> **YOUR OBJECTIVE**: An exact, complete copy of the lines below is the expected answer.

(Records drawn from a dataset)

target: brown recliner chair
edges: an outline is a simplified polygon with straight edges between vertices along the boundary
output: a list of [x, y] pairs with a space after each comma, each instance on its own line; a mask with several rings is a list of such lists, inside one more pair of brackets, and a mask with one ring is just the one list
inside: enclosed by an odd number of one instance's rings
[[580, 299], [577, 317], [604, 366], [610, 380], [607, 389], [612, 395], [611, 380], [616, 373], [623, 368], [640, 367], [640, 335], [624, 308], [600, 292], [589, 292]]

> **RESULT OF THE EXERCISE**:
target: brown recliner chair
edges: an outline is a simplified polygon with straight edges between vertices along the boundary
output: a list of [x, y] pairs with a space after each comma, each instance on its own line; a mask with several rings is a list of such lists, inside one more pair of brackets, and a mask with one ring is just the one list
inside: enclosed by an odd number of one instance's rings
[[580, 299], [577, 317], [604, 366], [610, 380], [607, 389], [612, 395], [611, 380], [616, 373], [623, 368], [640, 367], [640, 335], [624, 308], [600, 292], [589, 292]]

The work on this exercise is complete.